━━━ Texto do exercício ━━━
Nem tudo é azul no Novembro Azul, mas pode ficar

O Novembro Azul é um movimento mundial cujo objetivo é alertar para a importância da prevenção e do diagnóstico precoce do câncer de próstata. Para previnir, alguns médicos recomendam, para homens acima dos 50 anos (quando há histórico familiar, essa idade cai para 45 anos), a realização anual de dois exames: a contagem de PSA (Antígeno Prostático Específico) no sangue e o toque retal.

Parece simples; e deveria ser. O exame de toque, no entanto, ainda é permeado por tabus que passam pela própria ideia (equivocada) de masculinidade e uma série de preconceitos que a rodeiam. Tanto é que pesquisa divulgada no ano passado pela Sociedade Brasileira de Geriatria e Gerontologia de São Paulo, mostrou que 49% dos brasileiros acima dos 45 anos nunca realizou esse exame e, para 24% deles, esse cuidado é tido como “pouco másculo”. Enquanto isso, tumores na próstata seguem sendo o segundo tipo de câncer mais comum entre os homens brasileiros, atrás apenas dos cânceres de pele.
━━━ Informações apresentadas ━━━
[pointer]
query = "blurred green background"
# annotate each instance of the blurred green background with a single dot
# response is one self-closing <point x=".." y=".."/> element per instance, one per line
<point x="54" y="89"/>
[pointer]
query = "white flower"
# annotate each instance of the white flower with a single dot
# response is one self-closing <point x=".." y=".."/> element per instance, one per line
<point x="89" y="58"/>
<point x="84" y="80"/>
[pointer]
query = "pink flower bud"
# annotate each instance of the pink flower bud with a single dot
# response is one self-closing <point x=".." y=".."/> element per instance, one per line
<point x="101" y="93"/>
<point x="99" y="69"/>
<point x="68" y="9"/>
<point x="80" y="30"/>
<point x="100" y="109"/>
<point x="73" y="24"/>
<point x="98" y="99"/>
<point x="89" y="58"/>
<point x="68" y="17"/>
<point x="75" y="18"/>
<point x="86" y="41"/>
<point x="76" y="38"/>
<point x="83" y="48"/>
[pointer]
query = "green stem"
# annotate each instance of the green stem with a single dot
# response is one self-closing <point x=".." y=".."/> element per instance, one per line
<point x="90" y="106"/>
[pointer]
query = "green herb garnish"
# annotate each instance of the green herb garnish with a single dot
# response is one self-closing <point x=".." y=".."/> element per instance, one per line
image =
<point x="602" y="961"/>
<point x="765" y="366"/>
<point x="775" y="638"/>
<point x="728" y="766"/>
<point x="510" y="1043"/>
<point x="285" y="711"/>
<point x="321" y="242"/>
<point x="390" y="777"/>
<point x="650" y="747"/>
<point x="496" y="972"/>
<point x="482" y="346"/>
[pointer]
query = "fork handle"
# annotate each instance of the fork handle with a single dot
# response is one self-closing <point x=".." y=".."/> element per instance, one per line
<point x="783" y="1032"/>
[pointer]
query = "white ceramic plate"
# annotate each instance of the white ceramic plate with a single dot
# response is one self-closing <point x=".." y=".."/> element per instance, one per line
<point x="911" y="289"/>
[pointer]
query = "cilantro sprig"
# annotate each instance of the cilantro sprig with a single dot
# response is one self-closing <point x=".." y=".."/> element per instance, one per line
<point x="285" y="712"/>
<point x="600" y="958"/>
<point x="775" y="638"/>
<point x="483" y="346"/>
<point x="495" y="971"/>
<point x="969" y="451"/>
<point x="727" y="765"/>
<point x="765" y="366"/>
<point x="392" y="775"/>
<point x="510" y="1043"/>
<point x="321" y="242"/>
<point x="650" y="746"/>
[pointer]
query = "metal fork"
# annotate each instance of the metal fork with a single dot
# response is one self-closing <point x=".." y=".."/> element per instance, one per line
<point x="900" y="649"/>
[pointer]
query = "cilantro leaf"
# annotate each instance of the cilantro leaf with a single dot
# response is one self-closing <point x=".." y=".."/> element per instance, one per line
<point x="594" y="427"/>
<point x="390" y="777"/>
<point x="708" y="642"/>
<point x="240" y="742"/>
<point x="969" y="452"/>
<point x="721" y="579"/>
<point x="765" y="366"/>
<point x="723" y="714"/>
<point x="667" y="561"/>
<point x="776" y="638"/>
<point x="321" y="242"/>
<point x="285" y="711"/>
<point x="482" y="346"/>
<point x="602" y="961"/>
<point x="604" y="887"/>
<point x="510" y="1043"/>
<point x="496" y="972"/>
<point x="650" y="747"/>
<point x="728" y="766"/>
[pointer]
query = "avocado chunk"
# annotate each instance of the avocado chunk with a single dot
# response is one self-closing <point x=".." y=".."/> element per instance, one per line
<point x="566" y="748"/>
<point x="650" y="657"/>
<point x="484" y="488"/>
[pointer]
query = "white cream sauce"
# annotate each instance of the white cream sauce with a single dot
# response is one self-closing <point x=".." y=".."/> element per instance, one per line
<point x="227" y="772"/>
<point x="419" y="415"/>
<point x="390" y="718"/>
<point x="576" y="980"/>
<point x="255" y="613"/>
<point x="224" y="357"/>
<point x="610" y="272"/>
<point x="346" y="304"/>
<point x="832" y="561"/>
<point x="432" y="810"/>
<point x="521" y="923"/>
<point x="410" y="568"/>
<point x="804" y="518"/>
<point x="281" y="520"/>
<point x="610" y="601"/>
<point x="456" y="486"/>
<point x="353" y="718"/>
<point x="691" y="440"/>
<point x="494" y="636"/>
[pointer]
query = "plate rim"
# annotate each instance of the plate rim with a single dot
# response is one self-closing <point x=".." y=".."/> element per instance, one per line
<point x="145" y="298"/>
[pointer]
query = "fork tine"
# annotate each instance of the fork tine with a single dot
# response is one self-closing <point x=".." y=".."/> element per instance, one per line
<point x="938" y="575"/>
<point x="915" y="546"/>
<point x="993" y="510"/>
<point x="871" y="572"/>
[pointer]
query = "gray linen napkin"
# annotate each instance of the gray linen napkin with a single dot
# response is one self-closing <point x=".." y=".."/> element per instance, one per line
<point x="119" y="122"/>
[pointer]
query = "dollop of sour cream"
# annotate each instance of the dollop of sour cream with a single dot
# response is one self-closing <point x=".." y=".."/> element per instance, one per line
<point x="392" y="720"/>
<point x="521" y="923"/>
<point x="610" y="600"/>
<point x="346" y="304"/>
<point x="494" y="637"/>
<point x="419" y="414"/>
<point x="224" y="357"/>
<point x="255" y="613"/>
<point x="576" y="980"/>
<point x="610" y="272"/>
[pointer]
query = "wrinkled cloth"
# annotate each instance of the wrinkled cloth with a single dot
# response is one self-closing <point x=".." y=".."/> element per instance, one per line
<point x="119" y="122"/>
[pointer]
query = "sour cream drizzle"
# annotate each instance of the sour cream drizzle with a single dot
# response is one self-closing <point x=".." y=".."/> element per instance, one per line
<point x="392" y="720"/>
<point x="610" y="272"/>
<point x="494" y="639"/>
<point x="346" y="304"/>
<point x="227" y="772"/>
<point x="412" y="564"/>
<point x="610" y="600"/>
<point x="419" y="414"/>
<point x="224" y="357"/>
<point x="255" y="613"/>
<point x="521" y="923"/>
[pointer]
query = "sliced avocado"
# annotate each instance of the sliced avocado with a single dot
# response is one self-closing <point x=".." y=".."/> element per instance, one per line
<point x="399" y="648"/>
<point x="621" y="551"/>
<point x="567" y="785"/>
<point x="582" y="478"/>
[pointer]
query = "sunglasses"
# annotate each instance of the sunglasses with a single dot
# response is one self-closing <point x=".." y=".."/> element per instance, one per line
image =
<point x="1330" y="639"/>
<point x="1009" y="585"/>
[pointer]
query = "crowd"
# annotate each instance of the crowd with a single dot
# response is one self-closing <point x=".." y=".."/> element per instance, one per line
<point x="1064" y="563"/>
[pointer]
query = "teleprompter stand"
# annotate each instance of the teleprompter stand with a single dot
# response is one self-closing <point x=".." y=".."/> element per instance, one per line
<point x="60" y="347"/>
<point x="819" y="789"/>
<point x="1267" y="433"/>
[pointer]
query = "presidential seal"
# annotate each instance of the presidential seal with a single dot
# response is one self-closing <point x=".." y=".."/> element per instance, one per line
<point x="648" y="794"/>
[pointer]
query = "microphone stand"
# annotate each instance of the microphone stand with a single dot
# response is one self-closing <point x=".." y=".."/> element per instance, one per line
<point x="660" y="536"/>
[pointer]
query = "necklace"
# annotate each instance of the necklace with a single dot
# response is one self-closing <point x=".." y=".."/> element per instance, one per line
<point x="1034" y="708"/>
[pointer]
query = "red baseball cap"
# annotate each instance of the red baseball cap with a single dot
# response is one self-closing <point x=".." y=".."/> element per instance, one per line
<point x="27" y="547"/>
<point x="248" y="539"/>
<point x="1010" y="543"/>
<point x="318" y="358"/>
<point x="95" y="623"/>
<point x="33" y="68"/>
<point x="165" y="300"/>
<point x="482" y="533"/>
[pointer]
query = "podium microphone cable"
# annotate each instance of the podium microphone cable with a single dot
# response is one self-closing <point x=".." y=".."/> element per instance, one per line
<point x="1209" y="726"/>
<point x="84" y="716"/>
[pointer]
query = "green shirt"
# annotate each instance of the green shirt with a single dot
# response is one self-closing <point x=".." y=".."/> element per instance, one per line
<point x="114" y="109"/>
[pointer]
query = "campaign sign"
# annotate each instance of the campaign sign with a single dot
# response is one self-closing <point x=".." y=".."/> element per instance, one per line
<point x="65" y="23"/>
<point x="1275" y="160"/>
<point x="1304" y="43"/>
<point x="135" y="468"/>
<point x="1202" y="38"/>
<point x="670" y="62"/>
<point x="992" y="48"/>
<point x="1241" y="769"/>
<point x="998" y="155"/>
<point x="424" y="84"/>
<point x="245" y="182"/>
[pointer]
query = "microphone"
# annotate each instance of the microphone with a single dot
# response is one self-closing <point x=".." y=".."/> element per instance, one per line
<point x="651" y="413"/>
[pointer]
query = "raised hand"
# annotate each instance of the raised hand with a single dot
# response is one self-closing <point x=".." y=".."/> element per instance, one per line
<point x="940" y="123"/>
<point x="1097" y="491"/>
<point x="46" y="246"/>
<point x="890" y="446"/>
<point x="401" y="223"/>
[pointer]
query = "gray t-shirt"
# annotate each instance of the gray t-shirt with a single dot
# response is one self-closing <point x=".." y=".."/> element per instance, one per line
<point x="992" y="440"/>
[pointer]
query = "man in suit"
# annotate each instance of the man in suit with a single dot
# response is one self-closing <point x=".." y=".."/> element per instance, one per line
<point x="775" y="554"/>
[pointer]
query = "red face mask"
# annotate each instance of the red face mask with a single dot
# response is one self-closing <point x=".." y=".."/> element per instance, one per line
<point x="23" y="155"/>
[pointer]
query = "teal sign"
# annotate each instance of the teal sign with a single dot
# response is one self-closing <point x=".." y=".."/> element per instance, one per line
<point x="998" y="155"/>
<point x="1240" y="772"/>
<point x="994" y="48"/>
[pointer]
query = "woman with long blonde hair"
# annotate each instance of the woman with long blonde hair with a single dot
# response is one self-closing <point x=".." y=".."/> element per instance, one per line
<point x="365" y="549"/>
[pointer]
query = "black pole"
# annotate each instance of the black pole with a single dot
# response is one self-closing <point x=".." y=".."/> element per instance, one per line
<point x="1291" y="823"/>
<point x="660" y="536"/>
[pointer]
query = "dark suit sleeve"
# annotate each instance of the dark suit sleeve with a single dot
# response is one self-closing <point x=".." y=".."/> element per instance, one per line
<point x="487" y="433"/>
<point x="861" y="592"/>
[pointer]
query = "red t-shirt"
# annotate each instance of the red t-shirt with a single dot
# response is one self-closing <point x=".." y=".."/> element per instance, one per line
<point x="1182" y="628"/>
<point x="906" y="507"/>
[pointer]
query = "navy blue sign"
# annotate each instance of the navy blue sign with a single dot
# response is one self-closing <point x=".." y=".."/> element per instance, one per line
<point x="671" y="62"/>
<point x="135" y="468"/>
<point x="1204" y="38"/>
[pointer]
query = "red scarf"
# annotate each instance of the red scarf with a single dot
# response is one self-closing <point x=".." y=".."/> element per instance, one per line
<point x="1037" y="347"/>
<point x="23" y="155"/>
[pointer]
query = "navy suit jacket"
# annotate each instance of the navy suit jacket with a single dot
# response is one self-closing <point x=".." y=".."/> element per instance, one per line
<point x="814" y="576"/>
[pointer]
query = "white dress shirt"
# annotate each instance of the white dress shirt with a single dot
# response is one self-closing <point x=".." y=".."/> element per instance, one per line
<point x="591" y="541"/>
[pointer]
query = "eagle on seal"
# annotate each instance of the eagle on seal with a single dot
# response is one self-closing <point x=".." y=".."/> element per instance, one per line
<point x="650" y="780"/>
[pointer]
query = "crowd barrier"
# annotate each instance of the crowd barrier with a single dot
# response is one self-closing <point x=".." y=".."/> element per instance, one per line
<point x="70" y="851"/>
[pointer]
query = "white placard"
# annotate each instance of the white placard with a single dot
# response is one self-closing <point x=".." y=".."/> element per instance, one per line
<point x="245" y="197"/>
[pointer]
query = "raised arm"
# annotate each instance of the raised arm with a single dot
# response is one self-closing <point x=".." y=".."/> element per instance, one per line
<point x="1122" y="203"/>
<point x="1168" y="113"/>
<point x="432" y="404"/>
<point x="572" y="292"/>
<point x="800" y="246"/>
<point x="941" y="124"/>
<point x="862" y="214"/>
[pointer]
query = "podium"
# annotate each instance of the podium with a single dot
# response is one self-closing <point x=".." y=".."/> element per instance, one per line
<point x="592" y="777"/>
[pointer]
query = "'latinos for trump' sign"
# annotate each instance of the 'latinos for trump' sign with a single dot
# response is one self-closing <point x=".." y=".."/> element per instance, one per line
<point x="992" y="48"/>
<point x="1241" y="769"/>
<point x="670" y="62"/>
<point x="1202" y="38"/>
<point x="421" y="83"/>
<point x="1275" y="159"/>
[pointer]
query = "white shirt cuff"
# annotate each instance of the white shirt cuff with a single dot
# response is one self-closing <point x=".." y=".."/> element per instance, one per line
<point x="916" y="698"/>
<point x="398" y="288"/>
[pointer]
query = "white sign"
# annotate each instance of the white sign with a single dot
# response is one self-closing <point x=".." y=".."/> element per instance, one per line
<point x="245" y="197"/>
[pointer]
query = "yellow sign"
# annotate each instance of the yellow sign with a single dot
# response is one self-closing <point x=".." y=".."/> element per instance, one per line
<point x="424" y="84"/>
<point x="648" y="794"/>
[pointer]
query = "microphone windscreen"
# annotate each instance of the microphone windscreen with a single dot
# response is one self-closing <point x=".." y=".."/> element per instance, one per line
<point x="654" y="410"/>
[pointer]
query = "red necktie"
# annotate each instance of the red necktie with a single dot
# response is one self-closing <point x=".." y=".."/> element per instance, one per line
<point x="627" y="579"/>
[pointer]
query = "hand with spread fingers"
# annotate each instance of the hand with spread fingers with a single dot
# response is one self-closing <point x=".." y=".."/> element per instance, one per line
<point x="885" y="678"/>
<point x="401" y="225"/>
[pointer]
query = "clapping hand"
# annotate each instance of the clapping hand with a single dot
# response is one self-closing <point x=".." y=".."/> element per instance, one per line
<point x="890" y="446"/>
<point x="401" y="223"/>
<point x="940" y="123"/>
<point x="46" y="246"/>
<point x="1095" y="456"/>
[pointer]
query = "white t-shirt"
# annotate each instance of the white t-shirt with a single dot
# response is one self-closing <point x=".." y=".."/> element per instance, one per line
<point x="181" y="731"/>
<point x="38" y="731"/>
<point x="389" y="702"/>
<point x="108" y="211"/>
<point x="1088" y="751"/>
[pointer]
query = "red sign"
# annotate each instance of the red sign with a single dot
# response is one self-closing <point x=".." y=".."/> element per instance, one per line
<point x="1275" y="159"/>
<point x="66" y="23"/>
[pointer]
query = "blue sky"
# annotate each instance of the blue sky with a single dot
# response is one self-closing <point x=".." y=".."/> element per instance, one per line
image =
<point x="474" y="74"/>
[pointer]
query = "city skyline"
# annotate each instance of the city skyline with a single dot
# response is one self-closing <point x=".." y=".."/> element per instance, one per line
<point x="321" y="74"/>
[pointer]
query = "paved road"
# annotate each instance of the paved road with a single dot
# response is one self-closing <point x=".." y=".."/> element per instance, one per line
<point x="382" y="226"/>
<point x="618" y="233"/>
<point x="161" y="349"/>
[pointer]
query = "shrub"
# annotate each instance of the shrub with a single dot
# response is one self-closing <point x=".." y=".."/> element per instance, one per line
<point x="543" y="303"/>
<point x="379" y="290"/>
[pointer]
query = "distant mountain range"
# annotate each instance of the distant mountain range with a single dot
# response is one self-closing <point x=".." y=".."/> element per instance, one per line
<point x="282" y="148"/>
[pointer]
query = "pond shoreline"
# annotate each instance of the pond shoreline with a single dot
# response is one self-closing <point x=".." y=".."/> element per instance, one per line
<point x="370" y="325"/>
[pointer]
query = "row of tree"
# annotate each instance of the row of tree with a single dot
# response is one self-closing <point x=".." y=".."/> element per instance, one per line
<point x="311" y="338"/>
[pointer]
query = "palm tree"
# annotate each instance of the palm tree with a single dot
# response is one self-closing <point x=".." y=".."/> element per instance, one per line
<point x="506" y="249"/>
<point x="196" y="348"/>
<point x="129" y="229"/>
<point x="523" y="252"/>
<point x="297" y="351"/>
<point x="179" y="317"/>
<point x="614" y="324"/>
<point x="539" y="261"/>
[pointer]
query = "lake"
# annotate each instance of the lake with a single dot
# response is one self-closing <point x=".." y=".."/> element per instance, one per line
━━━
### Tarefas do exercício
**a)** Traduza para o inglês esta frase do texto sobre o Novembro Azul: "Enquanto isso, tumores na próstata seguem sendo o segundo tipo de câncer mais comum entre os homens brasileiros, atrás apenas dos cânceres de pele."
**b)** Reescreva em forma de lista o parágrafo do texto sobre o Novembro Azul que começa com "O Novembro Azul é um movimento mundial". Mantenha seus fatos principais.

### Respostas escritas
**a)** Meanwhile, prostate tumors remain the second most common type of cancer among Brazilian men, behind only skin cancers.

**b)**
- O Novembro Azul é um movimento mundial que alerta para a importância da prevenção e do diagnóstico precoce do câncer de próstata.
- Alguns médicos recomendam que homens acima dos 50 anos façam dois exames por ano: a contagem de PSA (Antígeno Prostático Específico) no sangue e o toque retal.
- Quando há histórico familiar, essa idade cai para 45 anos.